─── Selected text

Thursday, September 16, 2010
ROCHESTER, Minn. — Computerized tomography (CT) scans are an increasingly popular imaging technology. But their popularity comes with some controversy. The September issue of Mayo Clinic Women's HealthSource looks at why this widely used technology is raising concerns.
A CT scan can quickly produce detailed three-dimensional views inside the body, and are used to detect internal injuries or bleeding as well as locate tumors, infection or blood clots. They can help determine if cancerous tumors are responding to treatment. These scans can identify blockages that might lead to heart attacks. Using CT scans, doctors can perform minimally invasive procedures to repair damaged blood vessels, avoiding riskier open procedures. CT scans have greatly reduced the need for exploratory surgery.

──────

◆ Using the information
**A)** Answer these questions from the CT scan article:
(i) Which publication's September issue examines the concerns about this technology?
(ii) What kind of surgery have CT scans greatly reduced the need for?
(iii) What can these scans identify that might lead to heart attacks?
**B)** Extend the CT scan article with new material after its final sentence.
The listing after this point has no connection to the article on CT scans.

─── Records supplied

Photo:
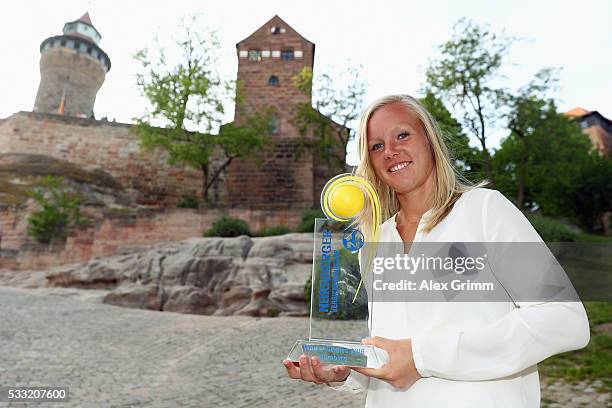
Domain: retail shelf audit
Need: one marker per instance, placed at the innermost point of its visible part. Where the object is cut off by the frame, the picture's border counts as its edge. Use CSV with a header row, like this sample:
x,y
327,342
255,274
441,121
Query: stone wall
x,y
117,233
94,144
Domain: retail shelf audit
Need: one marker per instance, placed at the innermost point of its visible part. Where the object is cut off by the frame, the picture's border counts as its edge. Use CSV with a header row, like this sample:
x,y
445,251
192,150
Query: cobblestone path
x,y
117,357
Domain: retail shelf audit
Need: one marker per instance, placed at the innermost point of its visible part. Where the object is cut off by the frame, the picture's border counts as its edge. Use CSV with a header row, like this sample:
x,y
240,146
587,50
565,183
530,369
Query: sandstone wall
x,y
119,233
95,144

──────

◆ Per-task answers
**A)**
(i) Mayo Clinic Women's HealthSource
(ii) Exploratory surgery
(iii) Blockages

**B)**
The use of CT scans and other advanced imaging has increased sixfold since the 1980s. That increased use is the crux of the concern because these scans expose patients to more radiation than a traditional X-ray. For example, a traditional chest X-ray, two views, is 0.1 millisieverts (mSv) of radiation while a CT scan of the chest is 7 mSv. In comparison, the average annual exposure from radiation in the natural environment is 1 to 10 mSv.
Studies have suggested that a small percentage of current or future cancers may be caused by radiation exposure of a similar magnitude to a CT scan. So far, no cases of cancer have been directly linked to a CT scan. And there's no clear evidence that the radiation dose used in a typical CT scan increases cancer risk.
Nonetheless, the potential risk of medical radiation is under increasing scrutiny. Guidelines are now in place to prevent unnecessary scans. Imaging experts are looking for ways to reduce the radiation levels when CT scans are performed. The U.S. Food and Drug Administration has launched an initiative to reduce unnecessary exposure to medical radiation.
In most cases, experts say the benefits of a CT scan outweigh any risks. When imaging studies are needed for medical care, patients should always talk with their doctors about benefits and risks.